begin DATASET RECORDS

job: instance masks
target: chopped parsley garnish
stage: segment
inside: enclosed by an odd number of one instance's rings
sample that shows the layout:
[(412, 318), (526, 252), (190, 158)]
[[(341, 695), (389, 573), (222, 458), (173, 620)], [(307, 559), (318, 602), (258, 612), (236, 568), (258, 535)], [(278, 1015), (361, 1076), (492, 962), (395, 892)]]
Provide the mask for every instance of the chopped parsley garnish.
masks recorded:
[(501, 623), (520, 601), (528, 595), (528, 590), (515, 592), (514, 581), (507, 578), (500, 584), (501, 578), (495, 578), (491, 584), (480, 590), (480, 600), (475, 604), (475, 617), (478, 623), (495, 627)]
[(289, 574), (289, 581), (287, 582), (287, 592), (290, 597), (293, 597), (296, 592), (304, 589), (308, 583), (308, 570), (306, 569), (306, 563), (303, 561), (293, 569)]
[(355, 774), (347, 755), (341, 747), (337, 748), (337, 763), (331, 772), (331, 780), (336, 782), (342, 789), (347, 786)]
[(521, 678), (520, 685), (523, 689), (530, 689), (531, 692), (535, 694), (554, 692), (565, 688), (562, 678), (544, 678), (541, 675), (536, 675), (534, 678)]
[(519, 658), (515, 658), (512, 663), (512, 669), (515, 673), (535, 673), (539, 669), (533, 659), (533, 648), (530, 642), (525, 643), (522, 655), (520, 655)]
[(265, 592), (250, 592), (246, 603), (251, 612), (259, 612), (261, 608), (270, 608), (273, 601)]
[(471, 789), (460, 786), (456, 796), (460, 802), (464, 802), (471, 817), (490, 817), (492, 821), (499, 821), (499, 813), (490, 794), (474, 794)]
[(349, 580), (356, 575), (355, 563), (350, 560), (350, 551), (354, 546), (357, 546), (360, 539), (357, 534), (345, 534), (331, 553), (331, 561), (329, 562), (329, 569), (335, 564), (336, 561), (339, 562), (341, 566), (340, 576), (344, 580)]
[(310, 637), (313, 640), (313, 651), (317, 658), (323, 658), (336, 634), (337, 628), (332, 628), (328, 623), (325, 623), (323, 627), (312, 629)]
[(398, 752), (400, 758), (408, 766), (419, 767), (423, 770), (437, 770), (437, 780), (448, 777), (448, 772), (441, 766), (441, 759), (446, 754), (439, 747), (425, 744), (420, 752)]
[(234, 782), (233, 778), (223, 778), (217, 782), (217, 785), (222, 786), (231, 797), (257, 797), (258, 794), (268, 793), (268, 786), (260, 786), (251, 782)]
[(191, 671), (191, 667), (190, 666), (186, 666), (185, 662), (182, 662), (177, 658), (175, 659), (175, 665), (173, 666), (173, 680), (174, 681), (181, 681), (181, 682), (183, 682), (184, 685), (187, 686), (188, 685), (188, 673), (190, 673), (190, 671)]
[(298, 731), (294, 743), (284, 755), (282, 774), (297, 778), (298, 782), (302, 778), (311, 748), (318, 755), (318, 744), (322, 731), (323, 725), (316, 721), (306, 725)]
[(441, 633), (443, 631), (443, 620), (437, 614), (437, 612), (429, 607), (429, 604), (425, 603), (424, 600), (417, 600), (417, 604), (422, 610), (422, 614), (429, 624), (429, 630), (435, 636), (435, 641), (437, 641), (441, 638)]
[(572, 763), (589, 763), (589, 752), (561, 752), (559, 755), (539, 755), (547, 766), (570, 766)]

end DATASET RECORDS

WORK INSTRUCTIONS | Please quote every record above exactly as it appears.

SOLUTION TO THIS TASK |
job: instance masks
target: chopped parsley garnish
stage: segment
inside: enclosed by an odd number of one instance's rings
sample that shows the layout:
[(412, 318), (526, 252), (190, 158)]
[[(341, 695), (389, 573), (222, 458), (173, 620)], [(307, 559), (318, 602), (258, 612), (236, 568), (258, 535)], [(278, 1015), (361, 1076), (492, 962), (395, 892)]]
Provide the mask for every instance of the chopped parsley garnish.
masks recorded:
[(501, 623), (520, 601), (528, 595), (528, 590), (515, 592), (514, 581), (507, 578), (500, 584), (501, 578), (495, 578), (491, 584), (480, 590), (480, 600), (475, 604), (475, 617), (478, 623), (495, 627)]
[(289, 574), (289, 581), (287, 582), (287, 592), (290, 597), (293, 597), (296, 592), (304, 589), (308, 583), (308, 570), (306, 569), (306, 563), (303, 561), (293, 569)]
[(355, 774), (347, 755), (341, 747), (337, 748), (337, 763), (331, 772), (331, 780), (336, 782), (342, 789), (347, 786)]
[(521, 678), (520, 685), (523, 689), (530, 689), (531, 692), (535, 694), (554, 692), (565, 688), (562, 678), (544, 678), (541, 675), (536, 675), (534, 678)]
[(519, 658), (515, 658), (512, 663), (512, 669), (515, 673), (535, 673), (539, 669), (533, 659), (533, 648), (530, 642), (525, 643), (522, 655), (520, 655)]
[(265, 592), (250, 592), (246, 603), (251, 612), (259, 612), (261, 608), (270, 608), (273, 601)]
[(471, 789), (460, 786), (456, 796), (460, 802), (464, 802), (471, 817), (490, 817), (492, 821), (499, 821), (499, 813), (490, 794), (474, 794)]
[(349, 580), (356, 575), (355, 563), (350, 560), (350, 551), (354, 546), (357, 546), (360, 539), (357, 534), (345, 534), (331, 553), (331, 561), (329, 562), (329, 569), (335, 564), (336, 561), (339, 562), (341, 566), (340, 576), (344, 580)]
[(310, 637), (313, 640), (313, 651), (317, 658), (323, 658), (336, 634), (337, 628), (332, 628), (328, 623), (325, 623), (323, 627), (312, 629)]
[(398, 752), (400, 758), (408, 766), (419, 767), (423, 770), (437, 770), (437, 780), (448, 777), (448, 772), (441, 766), (441, 759), (446, 754), (439, 747), (425, 744), (420, 752)]
[(234, 782), (233, 778), (223, 778), (217, 782), (217, 785), (222, 786), (231, 797), (257, 797), (258, 794), (268, 793), (268, 786), (260, 786), (251, 782)]
[(191, 671), (191, 667), (190, 666), (186, 666), (185, 662), (182, 662), (177, 658), (175, 659), (175, 665), (173, 666), (173, 680), (174, 681), (181, 681), (181, 682), (183, 682), (184, 685), (187, 686), (188, 685), (188, 673), (190, 673), (190, 671)]
[(298, 731), (294, 743), (284, 755), (282, 774), (297, 778), (298, 782), (302, 778), (311, 748), (318, 755), (318, 744), (322, 731), (323, 725), (316, 721), (306, 725)]
[(441, 633), (443, 631), (443, 620), (437, 614), (437, 612), (429, 607), (429, 604), (425, 603), (424, 600), (417, 600), (417, 604), (422, 610), (422, 614), (429, 624), (429, 630), (435, 636), (435, 641), (437, 641), (441, 638)]
[(572, 763), (589, 763), (589, 752), (561, 752), (559, 755), (539, 755), (547, 766), (570, 766)]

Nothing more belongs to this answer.